Data to examine:
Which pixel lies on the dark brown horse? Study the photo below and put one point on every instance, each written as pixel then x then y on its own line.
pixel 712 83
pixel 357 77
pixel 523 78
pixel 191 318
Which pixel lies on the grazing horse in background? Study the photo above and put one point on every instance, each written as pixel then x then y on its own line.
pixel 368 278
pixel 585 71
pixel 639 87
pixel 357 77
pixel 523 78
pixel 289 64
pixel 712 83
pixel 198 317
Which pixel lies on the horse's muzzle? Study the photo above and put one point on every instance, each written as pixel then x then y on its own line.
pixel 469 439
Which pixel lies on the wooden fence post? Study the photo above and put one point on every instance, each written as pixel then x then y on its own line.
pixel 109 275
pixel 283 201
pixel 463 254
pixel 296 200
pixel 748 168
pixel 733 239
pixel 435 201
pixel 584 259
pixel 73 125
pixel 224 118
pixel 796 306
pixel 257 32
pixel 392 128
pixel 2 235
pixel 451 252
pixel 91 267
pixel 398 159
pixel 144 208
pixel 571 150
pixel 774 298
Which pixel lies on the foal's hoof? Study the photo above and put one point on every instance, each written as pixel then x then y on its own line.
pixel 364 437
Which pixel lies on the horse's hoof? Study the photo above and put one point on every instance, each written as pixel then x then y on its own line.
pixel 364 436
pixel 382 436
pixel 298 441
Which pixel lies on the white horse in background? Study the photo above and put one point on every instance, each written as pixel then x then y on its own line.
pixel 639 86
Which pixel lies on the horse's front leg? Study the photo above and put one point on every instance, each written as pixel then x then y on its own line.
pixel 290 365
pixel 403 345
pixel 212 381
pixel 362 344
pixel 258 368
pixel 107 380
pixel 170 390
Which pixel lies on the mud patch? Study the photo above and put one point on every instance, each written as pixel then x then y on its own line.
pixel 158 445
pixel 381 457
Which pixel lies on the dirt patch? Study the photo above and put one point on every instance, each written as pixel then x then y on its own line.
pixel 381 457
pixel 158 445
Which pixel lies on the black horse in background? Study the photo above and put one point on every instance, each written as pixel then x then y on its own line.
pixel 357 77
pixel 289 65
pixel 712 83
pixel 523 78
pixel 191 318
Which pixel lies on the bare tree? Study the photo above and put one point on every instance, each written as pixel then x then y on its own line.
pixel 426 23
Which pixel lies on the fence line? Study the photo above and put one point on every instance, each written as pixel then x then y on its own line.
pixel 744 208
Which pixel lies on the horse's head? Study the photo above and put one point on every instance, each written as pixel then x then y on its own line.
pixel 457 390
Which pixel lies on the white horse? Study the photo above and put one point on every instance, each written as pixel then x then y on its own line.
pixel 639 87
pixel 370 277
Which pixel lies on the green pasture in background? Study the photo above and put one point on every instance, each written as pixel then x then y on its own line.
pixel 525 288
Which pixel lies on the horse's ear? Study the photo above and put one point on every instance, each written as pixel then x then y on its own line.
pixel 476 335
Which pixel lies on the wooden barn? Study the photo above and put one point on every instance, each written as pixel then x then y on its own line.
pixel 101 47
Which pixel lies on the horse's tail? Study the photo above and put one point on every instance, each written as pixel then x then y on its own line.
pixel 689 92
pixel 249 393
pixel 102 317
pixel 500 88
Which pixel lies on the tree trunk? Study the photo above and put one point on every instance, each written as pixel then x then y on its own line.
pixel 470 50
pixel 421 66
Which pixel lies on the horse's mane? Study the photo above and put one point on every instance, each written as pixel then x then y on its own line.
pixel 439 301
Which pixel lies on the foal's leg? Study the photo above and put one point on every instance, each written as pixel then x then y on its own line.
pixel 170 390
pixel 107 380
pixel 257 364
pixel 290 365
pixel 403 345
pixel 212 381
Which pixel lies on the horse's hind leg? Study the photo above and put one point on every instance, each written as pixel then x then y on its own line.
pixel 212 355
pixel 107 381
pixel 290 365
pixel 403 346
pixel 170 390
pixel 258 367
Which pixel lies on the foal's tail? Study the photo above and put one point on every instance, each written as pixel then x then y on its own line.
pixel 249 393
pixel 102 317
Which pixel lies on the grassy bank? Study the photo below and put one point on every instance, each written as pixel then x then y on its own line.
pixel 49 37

What this task involves: Retype the listing from above, matching it exactly.

Solution to the exercise:
Which pixel lies on the dark brown horse? Study the photo below and put one point on every instance, each written as pixel then x then y on its own line.
pixel 712 83
pixel 357 77
pixel 523 78
pixel 191 318
Which pixel lies on the grazing horse in background? Study the photo above and put one point on every instance, each written as pixel then x then y on its own line.
pixel 368 278
pixel 585 71
pixel 639 87
pixel 357 77
pixel 523 78
pixel 289 64
pixel 712 83
pixel 198 317
Which pixel lies on the horse's muzzle? Study the photo above and put one point on every instance, each written as pixel then x then y on its own line.
pixel 469 439
Which pixel lies on the wooden fence post? Study the photo above and put one point on every instance, each written as pixel then x then y on its own line.
pixel 109 275
pixel 283 201
pixel 463 254
pixel 296 200
pixel 748 168
pixel 733 239
pixel 435 201
pixel 584 259
pixel 73 125
pixel 224 118
pixel 796 306
pixel 257 32
pixel 392 128
pixel 2 235
pixel 451 252
pixel 91 267
pixel 398 159
pixel 144 208
pixel 571 150
pixel 774 298
Which pixel lies on the foal's hoof? Study the photo above and put one point on every instance, each written as pixel then x then y on its own line.
pixel 364 437
Which pixel lies on the horse's hoof? Study the photo above and put one point on every instance, each written as pixel then x then y on its own line.
pixel 364 436
pixel 382 436
pixel 298 441
Which pixel lies on the white horse in background? Study the photo above and put one point on every instance, each written as pixel then x then y on its own line.
pixel 639 86
Which pixel lies on the horse's front leg? Study the photo above and put one point on every instance, each written as pixel then x then y on its own line.
pixel 290 365
pixel 403 345
pixel 212 381
pixel 362 344
pixel 258 368
pixel 107 380
pixel 170 390
Which pixel lies on the mud patch? Study the photo above and put one point on every instance, each written as pixel then x then y on its own line.
pixel 158 445
pixel 381 457
Which pixel lies on the dirt patch? Study the photo above and put one point on every instance, each written as pixel then x then y on its own line.
pixel 381 457
pixel 158 445
Which pixel lies on the black horse in background? Study the photo above and put one point on every instance, each written as pixel then x then y on its own line.
pixel 357 77
pixel 289 65
pixel 712 83
pixel 523 78
pixel 191 318
Which pixel lies on the bare tree? Study the photo above and put one point on every instance, each written as pixel then x then y on its own line.
pixel 426 23
Which pixel lies on the fence line? Study the photo above and put one point on every instance, each written as pixel then x then y on its own line.
pixel 744 208
Which pixel lies on the horse's head? Study the photo above and put one point on every instance, each written as pixel then x then y on its own line.
pixel 457 390
Which pixel lies on the white horse? Study the photo above and put one point on every instance, each written as pixel then x then y on its own line.
pixel 639 87
pixel 370 277
Which pixel lies on the green pasture in background? Study the photo above and put one point on every instance, each written as pixel then x then y on its own line.
pixel 525 288
Which pixel lies on the horse's ear? Study the photo above and put one point on every instance, each written as pixel then x then y on its own line.
pixel 476 335
Which pixel lies on the wooden barn? Study the photo above and put one point on every instance, each written as pixel then x then y on its own line.
pixel 101 47
Which pixel lies on the horse's tail? Study the photo above and put one point on every instance, each written as pixel then x then y on its own line.
pixel 689 92
pixel 249 393
pixel 102 317
pixel 500 88
Which pixel lies on the tree trunk? Study the photo above and put one point on every instance, each written as pixel then x then y on its own line.
pixel 470 50
pixel 421 66
Which pixel lies on the horse's mane? Study the photo above and put one point on every instance, each written as pixel then x then y on its own line.
pixel 439 301
Which pixel lies on the foal's leg? Study the photo above and put one point on every instance, each written as pixel then x then y on its own line.
pixel 170 390
pixel 107 380
pixel 257 364
pixel 290 365
pixel 403 345
pixel 212 381
Which pixel lies on the horse's hind leg? Study the photo above and put one point on every instance, each written as pixel then x then y on its own line.
pixel 212 355
pixel 107 381
pixel 290 365
pixel 403 346
pixel 170 390
pixel 258 367
Which pixel lies on the foal's tail? Study the photo above and put one point on every instance, each written as pixel then x then y on its own line.
pixel 249 393
pixel 102 317
Which pixel lies on the grassy bank? Study the photo below and put one point on every instance, each written as pixel then x then y on its own line.
pixel 49 37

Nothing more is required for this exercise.